▶ **EXERCISE INSTRUCTIONS**:
a) Which estimator do the functions added to the Cox model in the scikit-survival 0.3 release post use?
b) Reproduce the scikit-survival 0.3 release post verbatim, between "pip install -U" and "proportional hazards model.", inclusive.

▶ **EXTRACT**:
^^^^^^^^

# scikit-survival 0.3 released

Today, I released a new version of scikit-survival, a Python module for survival analysis built on top of scikit-learn.

This release adds predict_survival_function and predict_cumulative_hazard_function to sksurv.linear_model.CoxPHSurvivalAnalysis, which return the survival function and cumulative hazard function using Breslow's estimator.

Moreover, it fixes a build error on Windows (#3) and adds the sksurv.preprocessing.OneHotEncoder class, which can be used in a scikit-learn pipeline.

## Download

You can install the latest version via pip:

pip install -U scikit-survival

or download the source from GitHub.

Unfortunately, I was not able to convince the recently released conda-build 3 to create Anaconda packages, therefore you would need to install from source, for the time being.

## Introduction to Survival Analysis with scikit-survival

Finally, I created a notebook that introduces survival analysis (based on my previous post) and shows you how to use the Kaplan-Meier estimator and Cox's proportional hazards model.

## Comments

## GradientBoostingSurvivalAnalysis use case + predict_survival_fnc

Hi Sebastian,

First of all, thank you for making this! I'm using the GradientBoostingSurvivalAnalysis algorithm and it's getting great concordant results, but I'm at a loss as to how to interpret the float predictions it outputs. I'm very new to survival analysis and am coming to this from a more general classification machine learning background. I'm trying to use this to calculate the probability of an event 6 time periods in the future. I don't know how to do this with the GradientBoostingSurvivalAnalysis despite reading your docs. For now, I'll use the predict_survival_function from the Cox algorithm to get the hazard probability.

Thanks!

Nate

## Not all algorithms are able

In reply to GradientBoostingSurvivalAnalysis use case + predict_survival_fnc by Nate (not verified)

Not all algorithms are able to predict full survival curves. Often, they only provide a relative risk score. They are only useful when compared between multiple patients. For instance, if the predicted risk scores are 0.3 (A), -1.2 (B), 0.6 (C), then this would mean that (B) is predicted to experience the event before (A), and (C) is predicted to experience it last.

^^^^^^^^

▶ **GIVEN RECORDS**:

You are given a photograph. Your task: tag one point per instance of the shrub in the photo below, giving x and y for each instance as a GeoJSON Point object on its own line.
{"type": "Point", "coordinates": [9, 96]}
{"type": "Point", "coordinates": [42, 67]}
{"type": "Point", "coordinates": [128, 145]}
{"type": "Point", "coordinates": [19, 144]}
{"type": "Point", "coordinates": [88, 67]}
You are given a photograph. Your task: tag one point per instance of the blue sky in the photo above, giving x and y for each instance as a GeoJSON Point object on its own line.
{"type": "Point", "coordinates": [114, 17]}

^^^^^^^^

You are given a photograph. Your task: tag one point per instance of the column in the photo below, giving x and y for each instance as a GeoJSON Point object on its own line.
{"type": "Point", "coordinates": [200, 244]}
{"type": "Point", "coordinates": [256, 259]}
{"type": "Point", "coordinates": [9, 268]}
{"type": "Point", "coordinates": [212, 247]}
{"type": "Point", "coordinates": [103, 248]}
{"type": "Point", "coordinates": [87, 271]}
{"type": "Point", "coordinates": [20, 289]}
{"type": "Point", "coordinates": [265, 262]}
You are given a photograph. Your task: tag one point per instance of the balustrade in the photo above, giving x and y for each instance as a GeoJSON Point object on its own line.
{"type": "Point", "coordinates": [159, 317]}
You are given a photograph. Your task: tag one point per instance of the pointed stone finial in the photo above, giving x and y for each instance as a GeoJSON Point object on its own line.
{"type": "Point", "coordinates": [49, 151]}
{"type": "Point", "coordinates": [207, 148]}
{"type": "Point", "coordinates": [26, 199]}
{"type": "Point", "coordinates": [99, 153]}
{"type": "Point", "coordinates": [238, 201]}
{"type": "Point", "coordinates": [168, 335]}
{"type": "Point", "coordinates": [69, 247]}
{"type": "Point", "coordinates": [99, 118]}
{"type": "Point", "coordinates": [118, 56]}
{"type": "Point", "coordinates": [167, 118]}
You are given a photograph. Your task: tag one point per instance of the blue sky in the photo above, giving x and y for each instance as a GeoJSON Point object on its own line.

^^^^^^^^

▶ **RESPONSES TO THE TASKS**:
a) Breslow's estimator

b)
pip install -U scikit-survival

or download the source from GitHub.

Unfortunately, I was not able to convince the recently released conda-build 3 to create Anaconda packages, therefore you would need to install from source, for the time being.

## Introduction to Survival Analysis with scikit-survival

Finally, I created a notebook that introduces survival analysis (based on my previous post) and shows you how to use the Kaplan-Meier estimator and Cox's proportional hazards model.